▸ **Extracted data**:
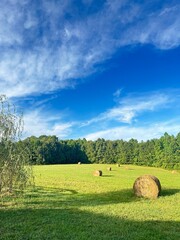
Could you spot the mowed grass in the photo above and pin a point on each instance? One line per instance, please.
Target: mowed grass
(68, 202)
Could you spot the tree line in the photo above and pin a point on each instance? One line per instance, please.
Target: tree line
(163, 152)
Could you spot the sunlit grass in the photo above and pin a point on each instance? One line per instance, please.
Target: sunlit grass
(68, 202)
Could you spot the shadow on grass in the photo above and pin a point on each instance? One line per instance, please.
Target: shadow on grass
(55, 197)
(74, 224)
(169, 192)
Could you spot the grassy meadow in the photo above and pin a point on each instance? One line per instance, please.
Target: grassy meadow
(68, 202)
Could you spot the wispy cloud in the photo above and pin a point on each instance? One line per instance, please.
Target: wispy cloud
(39, 122)
(144, 133)
(129, 108)
(42, 49)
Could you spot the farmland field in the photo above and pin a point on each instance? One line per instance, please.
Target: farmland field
(68, 202)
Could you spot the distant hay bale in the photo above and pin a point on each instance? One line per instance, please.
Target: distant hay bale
(147, 186)
(97, 173)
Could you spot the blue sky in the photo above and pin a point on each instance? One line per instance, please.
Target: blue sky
(94, 69)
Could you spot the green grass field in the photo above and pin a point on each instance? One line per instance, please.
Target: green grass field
(68, 202)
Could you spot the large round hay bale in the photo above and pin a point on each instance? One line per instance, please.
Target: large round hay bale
(147, 186)
(97, 173)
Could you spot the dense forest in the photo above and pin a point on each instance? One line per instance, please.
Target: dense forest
(163, 152)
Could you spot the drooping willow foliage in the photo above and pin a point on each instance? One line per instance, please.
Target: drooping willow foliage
(15, 171)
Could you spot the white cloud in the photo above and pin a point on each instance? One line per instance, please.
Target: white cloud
(140, 133)
(38, 122)
(42, 51)
(131, 107)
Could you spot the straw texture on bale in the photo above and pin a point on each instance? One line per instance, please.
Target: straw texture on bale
(97, 173)
(147, 186)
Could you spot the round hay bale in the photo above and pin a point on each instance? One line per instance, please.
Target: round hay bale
(97, 173)
(147, 186)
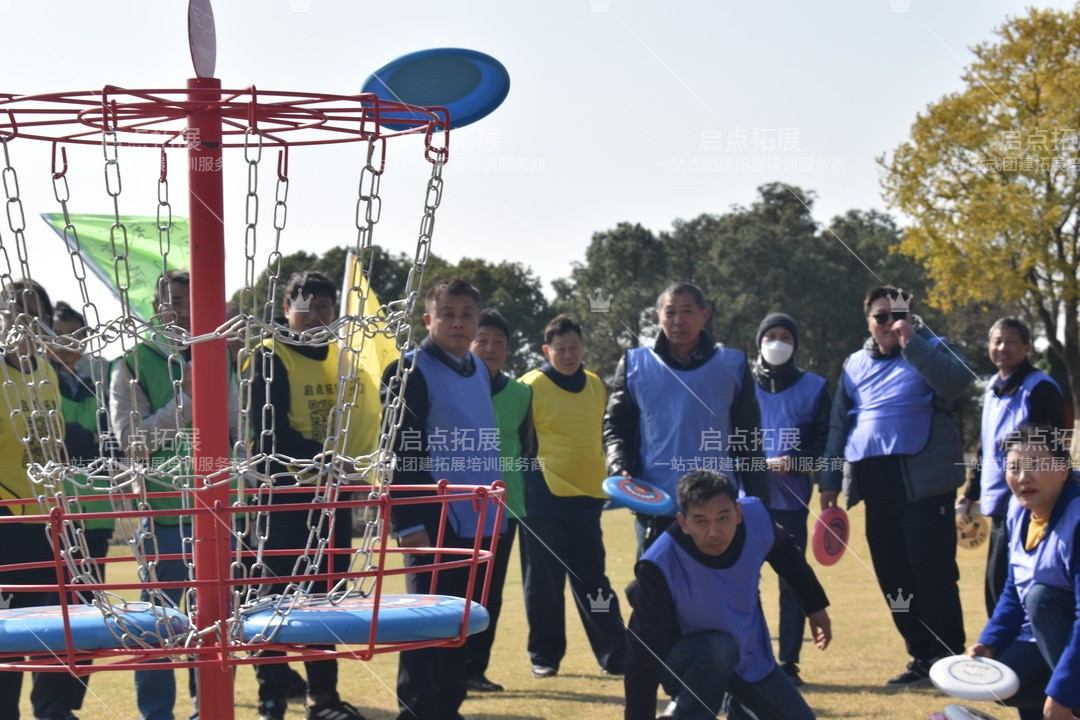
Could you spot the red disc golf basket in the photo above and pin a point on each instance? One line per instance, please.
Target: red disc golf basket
(208, 487)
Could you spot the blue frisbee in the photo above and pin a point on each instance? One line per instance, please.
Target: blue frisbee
(34, 629)
(639, 496)
(468, 83)
(402, 619)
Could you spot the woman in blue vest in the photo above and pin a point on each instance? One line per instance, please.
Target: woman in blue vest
(698, 625)
(891, 423)
(685, 403)
(795, 408)
(1035, 628)
(1017, 394)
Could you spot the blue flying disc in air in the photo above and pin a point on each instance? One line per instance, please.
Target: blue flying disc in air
(469, 84)
(638, 496)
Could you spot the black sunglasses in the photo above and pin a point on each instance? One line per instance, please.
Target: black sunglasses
(882, 317)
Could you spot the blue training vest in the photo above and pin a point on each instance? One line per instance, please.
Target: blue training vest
(458, 408)
(1000, 417)
(891, 406)
(785, 422)
(724, 599)
(677, 406)
(1050, 561)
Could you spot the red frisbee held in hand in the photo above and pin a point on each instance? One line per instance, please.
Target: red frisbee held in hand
(831, 535)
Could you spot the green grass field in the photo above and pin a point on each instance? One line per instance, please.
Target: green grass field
(845, 681)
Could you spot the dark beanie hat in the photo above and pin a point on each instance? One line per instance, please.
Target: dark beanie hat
(779, 320)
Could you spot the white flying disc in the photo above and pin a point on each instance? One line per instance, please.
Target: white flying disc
(974, 678)
(961, 712)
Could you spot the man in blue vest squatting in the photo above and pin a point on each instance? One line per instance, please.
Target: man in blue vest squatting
(686, 401)
(1018, 393)
(698, 625)
(447, 408)
(1035, 628)
(891, 424)
(513, 412)
(795, 409)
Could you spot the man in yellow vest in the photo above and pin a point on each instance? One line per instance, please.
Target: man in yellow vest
(151, 421)
(302, 390)
(513, 412)
(563, 534)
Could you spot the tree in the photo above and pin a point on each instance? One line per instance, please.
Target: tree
(626, 269)
(990, 180)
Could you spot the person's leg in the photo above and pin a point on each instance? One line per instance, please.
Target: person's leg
(700, 668)
(156, 690)
(997, 562)
(773, 697)
(792, 617)
(545, 544)
(591, 587)
(1034, 674)
(478, 647)
(930, 539)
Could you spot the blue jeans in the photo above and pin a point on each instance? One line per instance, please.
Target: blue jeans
(1052, 611)
(702, 670)
(156, 690)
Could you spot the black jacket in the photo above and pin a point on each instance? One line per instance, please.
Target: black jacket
(621, 421)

▸ **Activity**: Look through the entries above and quote exactly the lines from the line with "Target: red frisbee held in hand" to the line with "Could you spot the man in blue", counting both of those lines.

▸ **Result of the exercise**:
Target: red frisbee held in hand
(831, 535)
Could you spot the green grass field in the photo above and pin a point on each instance? One line per instance, please.
Target: green grass field
(845, 681)
Could you spot the dark beanie hat in the photo above and pin a point on each instance? One line per instance, please.
Target: dark beanie hat
(779, 320)
Could you spot the white flying disc in the photo above and pin a point on each instance? One line per instance, please.
Target: white flying disc
(974, 678)
(961, 712)
Could you spot the man in blue vest squatting in the photo above and pin a point on each instance? One line per instance, please.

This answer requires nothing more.